= Page text =
Emergencies Make Awful Law: Why are Casinos Treated More Favorably than Churches During a Pandemic?

Sep 13, 2020 by

by Alan M Dershowitz, Gatestone Institute:

If hard cases make bad law, emergencies make even worse law. Our case books are littered with awful judicial decisions authorizing presidents and governors to violate core constitutional rights in the name of coping with crises. President Franklin Delano Roosevelt’s decision to intern more than 100,000 Americans of Japanese descent following the attack on Pearl Harbor was upheld by liberal justices. President Abraham Lincoln’s decision to detain citizens and deny them access to the writ of habeas corpus was upheld during the Civil War. Now that that we are experiencing a pandemic crisis, if history is any guide, we can expect some bad decisions.

Consider the recent decisions of the Supreme Court to deny emergency relief to churches that have been subjected by states to restrictions that are more onerous than to casinos and other secular institutions and businesses. The churches sought emergency relief under their First Amendment right of the free exercise of religion. The Supreme Court, in two 5-4 decisions, has denied that relief, with the swing vote being cast by the deeply religious and strongly conservative Chief Justice John Roberts, who joined the four liberal justices. The other four conservative justices dissented in both cases.

[Plain-language descriptions of regions]
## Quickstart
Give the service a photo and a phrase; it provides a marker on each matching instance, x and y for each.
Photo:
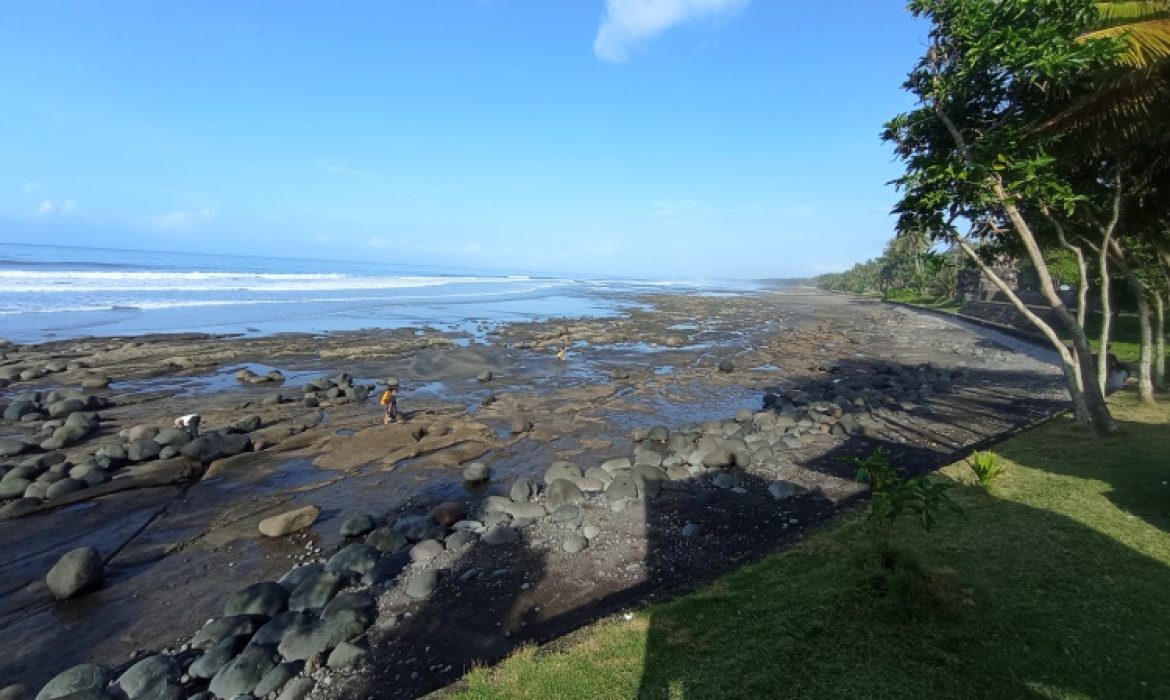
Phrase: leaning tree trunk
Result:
(1072, 371)
(1088, 399)
(1144, 362)
(1093, 393)
(1160, 340)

= Work to complete =
(1) Copy word for word the part of the article on churches and casinos during the pandemic from "by Alan M Dershowitz, Gatestone" to "some bad decisions.".
(2) Pick up the article on churches and casinos during the pandemic where it stops, and write what comes next.

= Answers given =
(1)
by Alan M Dershowitz, Gatestone Institute:

If hard cases make bad law, emergencies make even worse law. Our case books are littered with awful judicial decisions authorizing presidents and governors to violate core constitutional rights in the name of coping with crises. President Franklin Delano Roosevelt’s decision to intern more than 100,000 Americans of Japanese descent following the attack on Pearl Harbor was upheld by liberal justices. President Abraham Lincoln’s decision to detain citizens and deny them access to the writ of habeas corpus was upheld during the Civil War. Now that that we are experiencing a pandemic crisis, if history is any guide, we can expect some bad decisions.

(2)
The first amendment’s approach to religion is anything but clear or simple. It contains several relevant provisions: it prohibits “an establishment of religion.” It also protects against laws “prohibiting the free exercise” of religion. Finally, it guarantees “the right of the people peaceably to assemble,” although that provision seems geared more to political than religious assemblies — a distinction that may be difficult to make in an age in which everything, including religion, is political.

What does seem clear from these provisions and our long, if not always successful, effort to reconcile them in judicial decisions, is that the government may not discriminate against religion in general or any particular religion in particular. It need not exempt religious institutions or practitioners from rules that are generally applicable to similarly situated institutions or citizens, but it may not impose especially onerous rules on religion that limit its free exercise.